Recorded data
※ ※ ※

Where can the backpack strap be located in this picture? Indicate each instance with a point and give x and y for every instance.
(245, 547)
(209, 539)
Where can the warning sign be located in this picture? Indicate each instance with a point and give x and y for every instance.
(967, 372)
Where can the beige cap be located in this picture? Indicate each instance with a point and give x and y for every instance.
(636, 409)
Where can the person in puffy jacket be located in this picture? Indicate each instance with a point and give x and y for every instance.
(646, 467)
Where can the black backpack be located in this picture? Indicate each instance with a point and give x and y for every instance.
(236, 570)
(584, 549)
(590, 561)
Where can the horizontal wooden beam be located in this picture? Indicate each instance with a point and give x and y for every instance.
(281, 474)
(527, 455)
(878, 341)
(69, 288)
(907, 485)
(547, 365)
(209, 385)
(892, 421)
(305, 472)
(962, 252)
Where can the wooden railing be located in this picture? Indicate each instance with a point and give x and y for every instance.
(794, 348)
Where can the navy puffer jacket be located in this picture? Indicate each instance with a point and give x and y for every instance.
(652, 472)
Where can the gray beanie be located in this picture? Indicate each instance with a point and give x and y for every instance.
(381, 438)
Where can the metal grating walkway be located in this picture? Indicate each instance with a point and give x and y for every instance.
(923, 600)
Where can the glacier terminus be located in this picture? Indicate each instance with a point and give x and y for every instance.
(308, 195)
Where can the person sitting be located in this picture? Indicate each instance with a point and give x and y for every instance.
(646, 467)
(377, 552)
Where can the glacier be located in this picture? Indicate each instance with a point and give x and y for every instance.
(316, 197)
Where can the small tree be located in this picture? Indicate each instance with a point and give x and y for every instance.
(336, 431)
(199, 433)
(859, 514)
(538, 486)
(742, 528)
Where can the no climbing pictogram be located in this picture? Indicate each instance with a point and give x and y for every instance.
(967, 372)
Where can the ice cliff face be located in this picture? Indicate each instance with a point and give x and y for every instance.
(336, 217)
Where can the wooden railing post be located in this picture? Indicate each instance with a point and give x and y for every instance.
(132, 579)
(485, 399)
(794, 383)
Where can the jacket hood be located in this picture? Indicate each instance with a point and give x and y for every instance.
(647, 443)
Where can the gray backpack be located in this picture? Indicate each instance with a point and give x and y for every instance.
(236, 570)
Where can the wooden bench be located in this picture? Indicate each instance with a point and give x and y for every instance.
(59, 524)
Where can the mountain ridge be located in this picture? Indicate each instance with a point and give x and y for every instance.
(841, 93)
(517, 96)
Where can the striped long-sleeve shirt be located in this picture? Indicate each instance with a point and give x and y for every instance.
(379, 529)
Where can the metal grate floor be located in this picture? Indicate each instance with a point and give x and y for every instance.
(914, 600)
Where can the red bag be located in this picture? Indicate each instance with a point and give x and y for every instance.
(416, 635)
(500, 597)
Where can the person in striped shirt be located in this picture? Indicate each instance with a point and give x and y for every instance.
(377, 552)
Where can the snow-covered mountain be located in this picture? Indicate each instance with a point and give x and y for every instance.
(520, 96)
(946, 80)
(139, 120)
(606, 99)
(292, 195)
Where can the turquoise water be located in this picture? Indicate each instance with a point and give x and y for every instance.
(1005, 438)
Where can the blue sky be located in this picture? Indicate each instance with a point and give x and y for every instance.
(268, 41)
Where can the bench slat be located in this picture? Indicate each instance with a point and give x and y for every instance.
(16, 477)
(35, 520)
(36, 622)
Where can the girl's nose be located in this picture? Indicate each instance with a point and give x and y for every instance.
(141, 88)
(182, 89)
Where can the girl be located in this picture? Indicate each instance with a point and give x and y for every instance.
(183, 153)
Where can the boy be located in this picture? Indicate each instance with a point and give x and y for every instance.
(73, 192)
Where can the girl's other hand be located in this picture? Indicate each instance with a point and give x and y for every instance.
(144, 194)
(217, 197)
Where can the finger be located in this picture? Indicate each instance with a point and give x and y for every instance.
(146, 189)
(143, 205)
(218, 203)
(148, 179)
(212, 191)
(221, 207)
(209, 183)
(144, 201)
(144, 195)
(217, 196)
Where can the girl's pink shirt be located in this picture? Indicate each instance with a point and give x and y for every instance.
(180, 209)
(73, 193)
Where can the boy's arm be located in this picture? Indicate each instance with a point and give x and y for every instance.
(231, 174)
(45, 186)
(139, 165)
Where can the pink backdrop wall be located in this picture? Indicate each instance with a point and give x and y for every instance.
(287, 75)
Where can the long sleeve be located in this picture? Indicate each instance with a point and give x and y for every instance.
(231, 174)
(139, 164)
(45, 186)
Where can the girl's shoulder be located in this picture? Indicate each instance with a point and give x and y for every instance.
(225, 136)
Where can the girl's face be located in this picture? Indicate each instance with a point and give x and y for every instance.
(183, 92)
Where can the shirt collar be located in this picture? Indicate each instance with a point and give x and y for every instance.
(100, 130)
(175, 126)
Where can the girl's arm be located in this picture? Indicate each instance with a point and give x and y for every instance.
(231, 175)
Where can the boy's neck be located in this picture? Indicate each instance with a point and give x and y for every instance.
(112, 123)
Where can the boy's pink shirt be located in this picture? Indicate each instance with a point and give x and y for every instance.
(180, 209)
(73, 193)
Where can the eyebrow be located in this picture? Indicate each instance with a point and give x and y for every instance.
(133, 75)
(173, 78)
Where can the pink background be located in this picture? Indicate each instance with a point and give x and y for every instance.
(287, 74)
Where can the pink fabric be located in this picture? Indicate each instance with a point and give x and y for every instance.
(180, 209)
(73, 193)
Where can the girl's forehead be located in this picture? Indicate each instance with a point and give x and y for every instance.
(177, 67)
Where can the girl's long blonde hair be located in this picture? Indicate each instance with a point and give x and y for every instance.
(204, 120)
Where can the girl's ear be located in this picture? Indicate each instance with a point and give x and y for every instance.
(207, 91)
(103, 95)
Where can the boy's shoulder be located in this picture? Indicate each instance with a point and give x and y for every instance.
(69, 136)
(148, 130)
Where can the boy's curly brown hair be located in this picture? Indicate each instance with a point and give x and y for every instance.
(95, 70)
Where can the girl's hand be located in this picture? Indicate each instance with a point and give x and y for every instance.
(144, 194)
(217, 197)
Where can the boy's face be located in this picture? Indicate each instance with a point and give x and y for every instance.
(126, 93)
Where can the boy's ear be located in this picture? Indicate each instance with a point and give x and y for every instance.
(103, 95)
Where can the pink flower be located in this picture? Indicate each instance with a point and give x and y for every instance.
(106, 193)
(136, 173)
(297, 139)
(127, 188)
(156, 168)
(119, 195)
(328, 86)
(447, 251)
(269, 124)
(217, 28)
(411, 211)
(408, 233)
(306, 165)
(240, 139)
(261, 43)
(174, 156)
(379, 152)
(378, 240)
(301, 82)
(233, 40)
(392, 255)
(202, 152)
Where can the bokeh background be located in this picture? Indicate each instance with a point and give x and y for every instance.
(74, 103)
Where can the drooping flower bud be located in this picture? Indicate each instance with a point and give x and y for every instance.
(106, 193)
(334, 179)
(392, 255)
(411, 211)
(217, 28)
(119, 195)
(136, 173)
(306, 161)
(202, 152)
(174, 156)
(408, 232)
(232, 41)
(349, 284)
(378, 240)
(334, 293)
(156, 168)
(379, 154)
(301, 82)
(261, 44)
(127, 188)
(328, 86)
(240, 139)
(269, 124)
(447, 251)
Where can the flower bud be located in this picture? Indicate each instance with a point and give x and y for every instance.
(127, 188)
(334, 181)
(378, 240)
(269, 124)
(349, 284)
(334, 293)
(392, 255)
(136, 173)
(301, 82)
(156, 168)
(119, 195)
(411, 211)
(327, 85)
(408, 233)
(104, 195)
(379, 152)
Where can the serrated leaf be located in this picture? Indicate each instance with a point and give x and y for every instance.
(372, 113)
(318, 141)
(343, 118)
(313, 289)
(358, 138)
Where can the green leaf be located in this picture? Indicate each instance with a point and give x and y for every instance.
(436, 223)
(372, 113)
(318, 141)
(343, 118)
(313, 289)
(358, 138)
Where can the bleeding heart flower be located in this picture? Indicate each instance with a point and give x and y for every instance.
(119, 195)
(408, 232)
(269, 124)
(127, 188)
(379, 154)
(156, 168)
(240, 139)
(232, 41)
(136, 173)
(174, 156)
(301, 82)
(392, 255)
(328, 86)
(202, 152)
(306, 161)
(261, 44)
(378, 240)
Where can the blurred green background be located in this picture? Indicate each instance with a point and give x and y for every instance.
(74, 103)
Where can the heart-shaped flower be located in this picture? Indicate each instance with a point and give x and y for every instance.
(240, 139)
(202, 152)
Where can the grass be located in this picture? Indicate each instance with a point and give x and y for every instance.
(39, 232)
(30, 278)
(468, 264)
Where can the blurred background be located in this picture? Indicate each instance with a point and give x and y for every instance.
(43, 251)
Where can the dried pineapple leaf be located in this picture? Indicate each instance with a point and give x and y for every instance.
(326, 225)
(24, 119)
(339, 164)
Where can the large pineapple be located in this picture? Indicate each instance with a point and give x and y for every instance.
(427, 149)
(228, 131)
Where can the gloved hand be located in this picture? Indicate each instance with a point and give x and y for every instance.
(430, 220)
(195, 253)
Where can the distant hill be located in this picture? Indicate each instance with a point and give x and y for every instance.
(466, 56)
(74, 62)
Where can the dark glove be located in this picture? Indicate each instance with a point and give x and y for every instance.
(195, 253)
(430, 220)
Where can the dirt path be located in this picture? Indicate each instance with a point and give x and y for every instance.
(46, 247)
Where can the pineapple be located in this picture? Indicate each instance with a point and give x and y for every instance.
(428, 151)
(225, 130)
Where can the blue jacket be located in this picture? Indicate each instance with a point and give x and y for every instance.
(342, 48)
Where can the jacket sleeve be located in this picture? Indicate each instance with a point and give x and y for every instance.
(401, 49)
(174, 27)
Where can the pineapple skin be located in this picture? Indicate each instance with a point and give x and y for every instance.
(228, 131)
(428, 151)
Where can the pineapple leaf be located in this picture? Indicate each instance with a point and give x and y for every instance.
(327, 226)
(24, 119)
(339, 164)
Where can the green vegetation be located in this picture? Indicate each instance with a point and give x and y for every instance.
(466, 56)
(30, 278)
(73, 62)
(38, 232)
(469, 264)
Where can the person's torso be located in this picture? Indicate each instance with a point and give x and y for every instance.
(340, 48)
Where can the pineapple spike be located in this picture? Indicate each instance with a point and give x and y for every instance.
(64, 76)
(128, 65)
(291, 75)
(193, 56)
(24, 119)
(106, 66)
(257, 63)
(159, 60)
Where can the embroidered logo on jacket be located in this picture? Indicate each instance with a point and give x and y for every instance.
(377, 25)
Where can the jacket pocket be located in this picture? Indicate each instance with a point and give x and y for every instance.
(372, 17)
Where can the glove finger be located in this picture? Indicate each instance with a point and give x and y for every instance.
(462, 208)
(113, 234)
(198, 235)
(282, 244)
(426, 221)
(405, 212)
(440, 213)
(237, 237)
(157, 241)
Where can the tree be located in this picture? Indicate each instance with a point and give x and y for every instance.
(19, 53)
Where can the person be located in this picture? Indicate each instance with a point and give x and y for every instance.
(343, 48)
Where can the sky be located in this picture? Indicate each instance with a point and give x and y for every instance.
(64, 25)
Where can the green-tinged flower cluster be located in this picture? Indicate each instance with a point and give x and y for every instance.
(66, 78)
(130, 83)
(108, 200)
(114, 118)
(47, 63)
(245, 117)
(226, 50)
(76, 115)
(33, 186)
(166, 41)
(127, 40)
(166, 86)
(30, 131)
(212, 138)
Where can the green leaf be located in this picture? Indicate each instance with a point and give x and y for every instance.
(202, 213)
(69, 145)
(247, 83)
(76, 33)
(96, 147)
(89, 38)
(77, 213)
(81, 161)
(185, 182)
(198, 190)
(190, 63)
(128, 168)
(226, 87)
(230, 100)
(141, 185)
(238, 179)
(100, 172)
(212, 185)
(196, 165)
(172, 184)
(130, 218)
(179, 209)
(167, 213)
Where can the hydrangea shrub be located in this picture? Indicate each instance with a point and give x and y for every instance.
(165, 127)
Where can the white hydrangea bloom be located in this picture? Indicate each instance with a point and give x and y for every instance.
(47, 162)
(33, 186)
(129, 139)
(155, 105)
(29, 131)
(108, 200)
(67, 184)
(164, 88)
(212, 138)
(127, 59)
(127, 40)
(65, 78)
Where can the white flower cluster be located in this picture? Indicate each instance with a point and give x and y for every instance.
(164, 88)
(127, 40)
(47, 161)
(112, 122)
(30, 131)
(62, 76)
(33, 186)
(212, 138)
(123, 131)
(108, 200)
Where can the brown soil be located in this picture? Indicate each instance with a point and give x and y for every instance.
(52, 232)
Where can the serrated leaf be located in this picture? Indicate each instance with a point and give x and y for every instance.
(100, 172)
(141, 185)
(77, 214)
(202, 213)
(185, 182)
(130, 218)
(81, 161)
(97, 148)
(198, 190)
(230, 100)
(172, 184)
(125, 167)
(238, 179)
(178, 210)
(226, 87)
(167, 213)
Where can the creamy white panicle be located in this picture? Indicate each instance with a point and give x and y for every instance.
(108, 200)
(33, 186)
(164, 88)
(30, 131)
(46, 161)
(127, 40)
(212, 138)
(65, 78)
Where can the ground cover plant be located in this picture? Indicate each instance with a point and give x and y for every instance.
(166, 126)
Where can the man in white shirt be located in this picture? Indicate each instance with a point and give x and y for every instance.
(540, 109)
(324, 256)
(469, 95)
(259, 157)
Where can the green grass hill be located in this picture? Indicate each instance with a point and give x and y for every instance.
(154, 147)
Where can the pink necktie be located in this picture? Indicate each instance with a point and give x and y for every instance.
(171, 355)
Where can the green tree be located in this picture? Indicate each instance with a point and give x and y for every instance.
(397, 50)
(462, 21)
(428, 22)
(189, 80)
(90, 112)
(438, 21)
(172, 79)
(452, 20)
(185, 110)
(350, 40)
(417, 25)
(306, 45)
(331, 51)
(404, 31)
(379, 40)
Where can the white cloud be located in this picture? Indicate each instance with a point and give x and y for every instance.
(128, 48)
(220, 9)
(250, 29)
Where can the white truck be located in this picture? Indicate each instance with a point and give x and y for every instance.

※ ※ ※

→ YOUR TASK:
Take every line from the one containing "Where can the green grass" to the end of the listing and output it exactly, with nothing else.

→ EXERCISE RESPONSE:
Where can the green grass hill be located in this picture? Indicate each instance with a point and give x and y for every instance.
(154, 147)
Where can the pink necktie be located in this picture? Indicate each instance with a point and give x and y for every instance.
(171, 355)
Where can the green tree be located in this picture? Indicate each instance with a point and give x and y for every instance.
(397, 50)
(462, 21)
(428, 22)
(189, 80)
(90, 112)
(438, 21)
(172, 79)
(452, 20)
(185, 110)
(350, 40)
(417, 25)
(306, 45)
(331, 51)
(404, 31)
(379, 40)
Where can the white cloud be located in this picture? Indicate each instance with a point and give x and y for every instance.
(128, 48)
(220, 9)
(250, 29)
Where can the white truck be located in this picture? Indicate each instance with a point and give x and y for every instance.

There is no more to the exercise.